WHAT YOU HAVE TO DO: Copy out the whole test procedure text word for word.

2.2. Test Procedure and Outputs

The results reported by the DOFS are studied keeping in consideration the following aspects:

• the specimen’s rebars were not exactly on the same plane due to slight deformations occurring during the welding process. As a result, the applied load, herein defined as global load, is not evenly distributed among the rebars. Automatically some of them suffer more strains than others.
• As a consequence of the point above, the bars suffering larger strains are the ones reaching first the yielding stress. In that instance, only some bars have yielded while the others have not. Later in the test, with the increase of the global load, every bar eventually reaches its yielding point.
• Bar 1 behaves differently than the other six. Indeed, notwithstanding the other rebars do not precisely behave as end-fixed beams, as seen later, their behavior gets rather close. On the other hand, Bar 1 seems to have hardly any stiffness at its extremities and, because of such, does not seem to participate to the structure’s rigidity.

(Records from a data collection)
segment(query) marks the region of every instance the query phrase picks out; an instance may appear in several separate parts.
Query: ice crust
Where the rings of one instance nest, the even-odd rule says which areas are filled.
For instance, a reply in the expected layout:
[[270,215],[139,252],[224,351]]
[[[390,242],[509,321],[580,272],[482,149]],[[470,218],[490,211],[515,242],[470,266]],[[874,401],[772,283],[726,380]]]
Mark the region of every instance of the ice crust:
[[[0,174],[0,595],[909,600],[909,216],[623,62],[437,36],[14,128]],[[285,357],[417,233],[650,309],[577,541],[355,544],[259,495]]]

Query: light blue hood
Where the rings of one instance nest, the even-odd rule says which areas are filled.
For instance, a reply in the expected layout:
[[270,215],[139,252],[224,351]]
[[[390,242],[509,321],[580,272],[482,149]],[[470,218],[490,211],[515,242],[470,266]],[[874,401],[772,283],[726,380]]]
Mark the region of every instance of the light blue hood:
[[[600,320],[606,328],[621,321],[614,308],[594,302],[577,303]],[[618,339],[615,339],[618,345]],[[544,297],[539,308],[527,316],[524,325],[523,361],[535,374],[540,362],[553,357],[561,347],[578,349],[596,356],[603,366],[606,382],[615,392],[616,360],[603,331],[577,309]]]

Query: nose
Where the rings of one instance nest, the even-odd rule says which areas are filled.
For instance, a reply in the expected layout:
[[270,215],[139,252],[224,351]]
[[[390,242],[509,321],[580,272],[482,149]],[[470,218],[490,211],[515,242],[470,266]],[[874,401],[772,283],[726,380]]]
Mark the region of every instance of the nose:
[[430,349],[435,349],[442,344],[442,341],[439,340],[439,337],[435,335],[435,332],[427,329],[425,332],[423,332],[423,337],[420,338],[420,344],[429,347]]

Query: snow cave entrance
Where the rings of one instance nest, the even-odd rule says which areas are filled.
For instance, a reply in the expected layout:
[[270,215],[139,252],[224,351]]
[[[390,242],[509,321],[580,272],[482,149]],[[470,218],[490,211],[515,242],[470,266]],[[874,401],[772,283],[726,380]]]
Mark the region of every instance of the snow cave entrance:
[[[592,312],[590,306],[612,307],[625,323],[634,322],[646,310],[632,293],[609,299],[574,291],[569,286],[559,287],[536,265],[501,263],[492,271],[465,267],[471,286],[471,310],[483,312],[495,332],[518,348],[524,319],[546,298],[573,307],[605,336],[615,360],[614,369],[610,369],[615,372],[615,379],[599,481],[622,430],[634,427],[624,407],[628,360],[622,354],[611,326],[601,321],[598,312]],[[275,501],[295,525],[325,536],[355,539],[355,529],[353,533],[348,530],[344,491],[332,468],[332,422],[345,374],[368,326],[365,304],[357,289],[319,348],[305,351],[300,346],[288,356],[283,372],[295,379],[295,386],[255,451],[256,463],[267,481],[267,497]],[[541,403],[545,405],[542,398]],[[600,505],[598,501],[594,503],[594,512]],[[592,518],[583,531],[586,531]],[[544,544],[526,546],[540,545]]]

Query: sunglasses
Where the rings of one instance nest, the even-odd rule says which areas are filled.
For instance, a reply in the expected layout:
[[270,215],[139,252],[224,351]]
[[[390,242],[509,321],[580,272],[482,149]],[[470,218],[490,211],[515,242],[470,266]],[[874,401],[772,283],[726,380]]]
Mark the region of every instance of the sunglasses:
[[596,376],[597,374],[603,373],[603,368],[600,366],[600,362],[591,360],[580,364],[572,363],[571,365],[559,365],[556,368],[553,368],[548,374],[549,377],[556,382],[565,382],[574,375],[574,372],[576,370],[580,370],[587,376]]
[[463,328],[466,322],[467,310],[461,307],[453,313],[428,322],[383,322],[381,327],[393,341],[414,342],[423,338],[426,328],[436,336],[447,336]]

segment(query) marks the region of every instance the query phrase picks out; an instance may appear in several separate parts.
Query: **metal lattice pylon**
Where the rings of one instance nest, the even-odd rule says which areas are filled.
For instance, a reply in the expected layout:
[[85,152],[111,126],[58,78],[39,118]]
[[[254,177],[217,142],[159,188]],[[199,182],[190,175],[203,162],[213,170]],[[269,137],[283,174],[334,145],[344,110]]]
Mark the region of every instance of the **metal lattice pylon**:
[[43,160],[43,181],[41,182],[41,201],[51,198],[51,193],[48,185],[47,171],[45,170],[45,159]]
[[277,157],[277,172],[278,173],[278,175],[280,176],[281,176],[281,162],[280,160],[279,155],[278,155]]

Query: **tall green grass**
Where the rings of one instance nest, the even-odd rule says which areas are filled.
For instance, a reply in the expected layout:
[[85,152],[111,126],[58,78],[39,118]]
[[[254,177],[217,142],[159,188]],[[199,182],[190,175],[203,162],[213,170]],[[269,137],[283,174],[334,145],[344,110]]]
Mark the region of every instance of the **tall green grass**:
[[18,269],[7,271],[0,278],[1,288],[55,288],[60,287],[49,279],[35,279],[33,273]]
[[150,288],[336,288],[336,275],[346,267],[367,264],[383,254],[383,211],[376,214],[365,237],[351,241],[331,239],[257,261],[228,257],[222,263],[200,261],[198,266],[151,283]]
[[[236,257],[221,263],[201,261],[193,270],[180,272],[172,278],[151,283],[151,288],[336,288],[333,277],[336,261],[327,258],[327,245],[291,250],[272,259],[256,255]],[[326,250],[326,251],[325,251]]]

RESULT OF THE EXERCISE:
2.2. Test Procedure and Outputs

The results reported by the DOFS are studied keeping in consideration the following aspects:

• the specimen’s rebars were not exactly on the same plane due to slight deformations occurring during the welding process. As a result, the applied load, herein defined as global load, is not evenly distributed among the rebars. Automatically some of them suffer more strains than others.
• As a consequence of the point above, the bars suffering larger strains are the ones reaching first the yielding stress. In that instance, only some bars have yielded while the others have not. Later in the test, with the increase of the global load, every bar eventually reaches its yielding point.
• Bar 1 behaves differently than the other six. Indeed, notwithstanding the other rebars do not precisely behave as end-fixed beams, as seen later, their behavior gets rather close. On the other hand, Bar 1 seems to have hardly any stiffness at its extremities and, because of such, does not seem to participate to the structure’s rigidity.